==== Record list

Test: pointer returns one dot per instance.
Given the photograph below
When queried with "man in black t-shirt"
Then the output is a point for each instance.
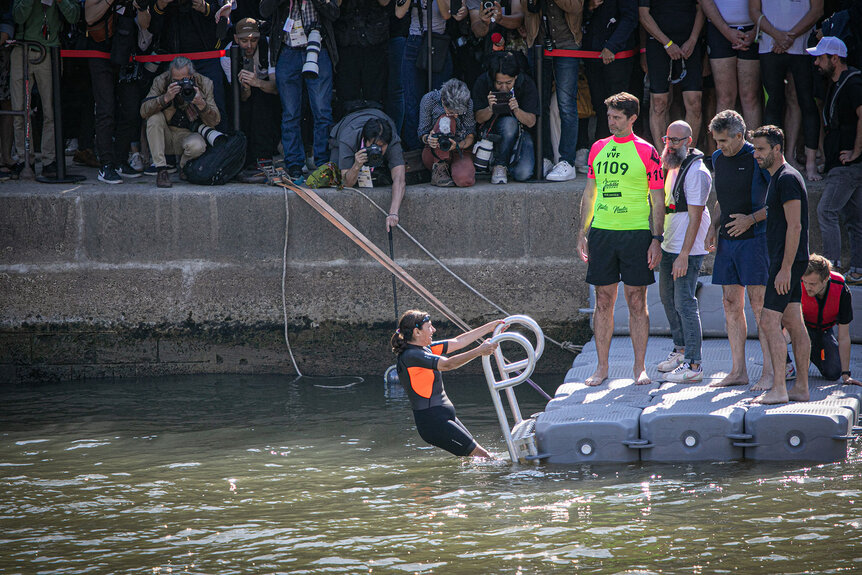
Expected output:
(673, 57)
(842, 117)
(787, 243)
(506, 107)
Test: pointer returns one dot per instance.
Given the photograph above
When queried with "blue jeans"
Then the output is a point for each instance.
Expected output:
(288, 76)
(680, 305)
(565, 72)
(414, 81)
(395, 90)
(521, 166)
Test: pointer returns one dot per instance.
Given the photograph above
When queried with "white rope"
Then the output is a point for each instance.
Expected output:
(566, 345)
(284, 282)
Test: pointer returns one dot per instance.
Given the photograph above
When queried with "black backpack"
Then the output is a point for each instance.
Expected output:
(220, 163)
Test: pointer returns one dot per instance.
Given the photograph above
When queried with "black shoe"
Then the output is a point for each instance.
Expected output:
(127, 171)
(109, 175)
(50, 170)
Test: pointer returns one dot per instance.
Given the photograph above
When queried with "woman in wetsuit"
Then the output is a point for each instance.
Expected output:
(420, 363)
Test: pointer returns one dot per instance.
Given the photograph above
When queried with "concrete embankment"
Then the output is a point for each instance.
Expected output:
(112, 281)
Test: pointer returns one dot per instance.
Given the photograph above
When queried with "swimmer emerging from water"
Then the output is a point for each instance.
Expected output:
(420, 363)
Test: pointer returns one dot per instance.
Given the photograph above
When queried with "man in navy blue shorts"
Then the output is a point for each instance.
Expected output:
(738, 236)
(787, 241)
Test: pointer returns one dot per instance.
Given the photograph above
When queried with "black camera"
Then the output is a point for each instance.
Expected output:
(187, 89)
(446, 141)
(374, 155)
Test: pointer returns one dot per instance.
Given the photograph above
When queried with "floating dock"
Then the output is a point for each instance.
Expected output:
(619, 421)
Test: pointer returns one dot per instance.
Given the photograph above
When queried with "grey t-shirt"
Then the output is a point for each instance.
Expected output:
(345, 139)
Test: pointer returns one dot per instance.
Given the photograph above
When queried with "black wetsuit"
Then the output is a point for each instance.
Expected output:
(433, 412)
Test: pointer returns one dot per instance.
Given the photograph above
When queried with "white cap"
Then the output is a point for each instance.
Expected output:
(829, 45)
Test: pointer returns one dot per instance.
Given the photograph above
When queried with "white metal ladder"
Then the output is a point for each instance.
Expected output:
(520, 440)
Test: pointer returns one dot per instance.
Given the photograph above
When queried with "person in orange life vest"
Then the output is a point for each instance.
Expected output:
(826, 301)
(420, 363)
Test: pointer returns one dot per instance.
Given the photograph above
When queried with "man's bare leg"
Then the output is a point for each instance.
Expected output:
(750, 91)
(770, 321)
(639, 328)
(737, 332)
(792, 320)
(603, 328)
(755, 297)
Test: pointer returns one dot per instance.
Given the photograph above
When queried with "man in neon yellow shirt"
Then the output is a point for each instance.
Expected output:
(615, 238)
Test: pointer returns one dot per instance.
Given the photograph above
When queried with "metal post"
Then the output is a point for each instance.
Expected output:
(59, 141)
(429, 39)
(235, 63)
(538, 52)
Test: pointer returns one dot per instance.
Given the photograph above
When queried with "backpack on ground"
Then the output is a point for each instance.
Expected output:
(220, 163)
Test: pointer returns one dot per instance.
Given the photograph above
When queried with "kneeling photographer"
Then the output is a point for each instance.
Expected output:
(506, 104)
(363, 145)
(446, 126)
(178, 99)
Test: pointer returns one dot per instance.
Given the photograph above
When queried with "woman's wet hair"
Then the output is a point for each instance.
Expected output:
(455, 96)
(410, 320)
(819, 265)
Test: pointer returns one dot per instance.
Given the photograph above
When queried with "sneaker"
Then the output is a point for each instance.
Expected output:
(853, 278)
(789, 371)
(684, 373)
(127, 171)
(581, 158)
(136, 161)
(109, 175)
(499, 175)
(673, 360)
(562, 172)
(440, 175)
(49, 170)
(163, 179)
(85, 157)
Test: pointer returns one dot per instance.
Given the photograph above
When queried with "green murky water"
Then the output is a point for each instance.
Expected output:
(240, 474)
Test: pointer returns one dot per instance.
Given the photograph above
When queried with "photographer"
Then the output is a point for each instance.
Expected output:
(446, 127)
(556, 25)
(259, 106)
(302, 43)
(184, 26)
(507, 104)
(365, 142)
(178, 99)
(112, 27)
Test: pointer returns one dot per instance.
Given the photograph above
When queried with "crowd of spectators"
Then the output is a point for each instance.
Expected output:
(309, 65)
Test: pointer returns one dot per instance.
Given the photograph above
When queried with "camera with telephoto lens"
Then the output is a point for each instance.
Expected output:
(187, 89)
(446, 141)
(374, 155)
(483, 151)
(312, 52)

========
==== Record list

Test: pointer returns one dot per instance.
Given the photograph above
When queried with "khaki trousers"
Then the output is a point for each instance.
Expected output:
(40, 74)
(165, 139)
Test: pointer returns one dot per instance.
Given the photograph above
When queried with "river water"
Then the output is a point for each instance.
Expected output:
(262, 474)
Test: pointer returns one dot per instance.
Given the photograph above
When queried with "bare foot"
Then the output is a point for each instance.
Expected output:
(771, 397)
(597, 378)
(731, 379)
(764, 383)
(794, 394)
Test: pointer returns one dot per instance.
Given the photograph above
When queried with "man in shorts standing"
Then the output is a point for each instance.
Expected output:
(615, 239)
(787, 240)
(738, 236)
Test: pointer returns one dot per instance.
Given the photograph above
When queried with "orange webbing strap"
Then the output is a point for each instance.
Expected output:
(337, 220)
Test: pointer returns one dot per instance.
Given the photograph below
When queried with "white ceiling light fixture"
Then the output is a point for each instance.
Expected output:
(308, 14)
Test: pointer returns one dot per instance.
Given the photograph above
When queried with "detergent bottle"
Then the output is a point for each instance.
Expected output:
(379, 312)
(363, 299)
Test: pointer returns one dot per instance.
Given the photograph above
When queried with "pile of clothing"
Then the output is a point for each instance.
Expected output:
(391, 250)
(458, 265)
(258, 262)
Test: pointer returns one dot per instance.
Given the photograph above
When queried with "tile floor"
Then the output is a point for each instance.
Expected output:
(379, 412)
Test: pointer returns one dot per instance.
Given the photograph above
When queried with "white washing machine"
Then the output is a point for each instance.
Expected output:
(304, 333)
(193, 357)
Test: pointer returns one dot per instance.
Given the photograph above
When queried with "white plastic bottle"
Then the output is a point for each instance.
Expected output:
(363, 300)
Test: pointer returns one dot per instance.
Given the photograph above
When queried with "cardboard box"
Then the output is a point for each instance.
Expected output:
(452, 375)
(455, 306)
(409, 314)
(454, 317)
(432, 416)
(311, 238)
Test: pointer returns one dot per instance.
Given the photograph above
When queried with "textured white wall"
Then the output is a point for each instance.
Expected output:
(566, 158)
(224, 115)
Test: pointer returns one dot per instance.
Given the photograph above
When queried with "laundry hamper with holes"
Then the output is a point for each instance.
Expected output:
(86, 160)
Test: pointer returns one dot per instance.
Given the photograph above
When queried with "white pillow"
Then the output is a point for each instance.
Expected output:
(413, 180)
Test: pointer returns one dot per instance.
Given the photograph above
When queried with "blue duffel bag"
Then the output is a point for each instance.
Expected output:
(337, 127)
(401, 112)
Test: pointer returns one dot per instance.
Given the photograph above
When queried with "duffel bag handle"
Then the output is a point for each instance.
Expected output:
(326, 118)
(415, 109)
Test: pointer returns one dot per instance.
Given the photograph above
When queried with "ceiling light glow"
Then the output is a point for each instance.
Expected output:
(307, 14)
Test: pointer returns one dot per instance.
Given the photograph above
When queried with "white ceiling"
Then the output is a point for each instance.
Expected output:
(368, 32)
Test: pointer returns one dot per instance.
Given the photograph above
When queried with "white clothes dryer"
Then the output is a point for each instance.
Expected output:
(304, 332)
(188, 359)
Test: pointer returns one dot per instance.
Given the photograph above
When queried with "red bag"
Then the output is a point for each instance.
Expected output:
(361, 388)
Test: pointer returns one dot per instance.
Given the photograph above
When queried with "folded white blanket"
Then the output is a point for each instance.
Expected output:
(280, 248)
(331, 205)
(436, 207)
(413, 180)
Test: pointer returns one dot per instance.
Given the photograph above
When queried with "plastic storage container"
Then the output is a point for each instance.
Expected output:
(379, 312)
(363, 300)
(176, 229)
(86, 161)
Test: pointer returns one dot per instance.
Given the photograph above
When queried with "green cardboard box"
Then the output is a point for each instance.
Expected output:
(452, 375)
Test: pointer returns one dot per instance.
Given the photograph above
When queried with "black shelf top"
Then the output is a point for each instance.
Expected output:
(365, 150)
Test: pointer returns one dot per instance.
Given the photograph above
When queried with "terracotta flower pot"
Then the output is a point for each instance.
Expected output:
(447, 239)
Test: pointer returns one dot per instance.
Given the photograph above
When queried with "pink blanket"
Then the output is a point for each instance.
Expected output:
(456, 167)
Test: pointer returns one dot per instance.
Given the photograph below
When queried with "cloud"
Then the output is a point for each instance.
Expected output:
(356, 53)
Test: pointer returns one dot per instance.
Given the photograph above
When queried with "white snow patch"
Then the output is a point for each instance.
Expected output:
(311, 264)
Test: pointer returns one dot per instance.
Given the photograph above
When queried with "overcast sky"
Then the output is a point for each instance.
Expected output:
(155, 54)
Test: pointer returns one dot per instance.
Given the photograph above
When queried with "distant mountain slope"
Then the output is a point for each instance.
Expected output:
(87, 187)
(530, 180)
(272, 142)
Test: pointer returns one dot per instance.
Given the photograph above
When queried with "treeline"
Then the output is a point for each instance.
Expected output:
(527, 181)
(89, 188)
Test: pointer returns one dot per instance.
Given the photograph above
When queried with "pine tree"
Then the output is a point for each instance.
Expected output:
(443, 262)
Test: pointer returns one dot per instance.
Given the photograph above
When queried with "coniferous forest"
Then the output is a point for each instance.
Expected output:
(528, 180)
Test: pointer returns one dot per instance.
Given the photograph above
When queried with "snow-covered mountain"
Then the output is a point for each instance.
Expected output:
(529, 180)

========

Extract every line of the items above that contains the word "camera".

*Task response*.
When queried with "black camera"
When queried with "camera with telephoto lens"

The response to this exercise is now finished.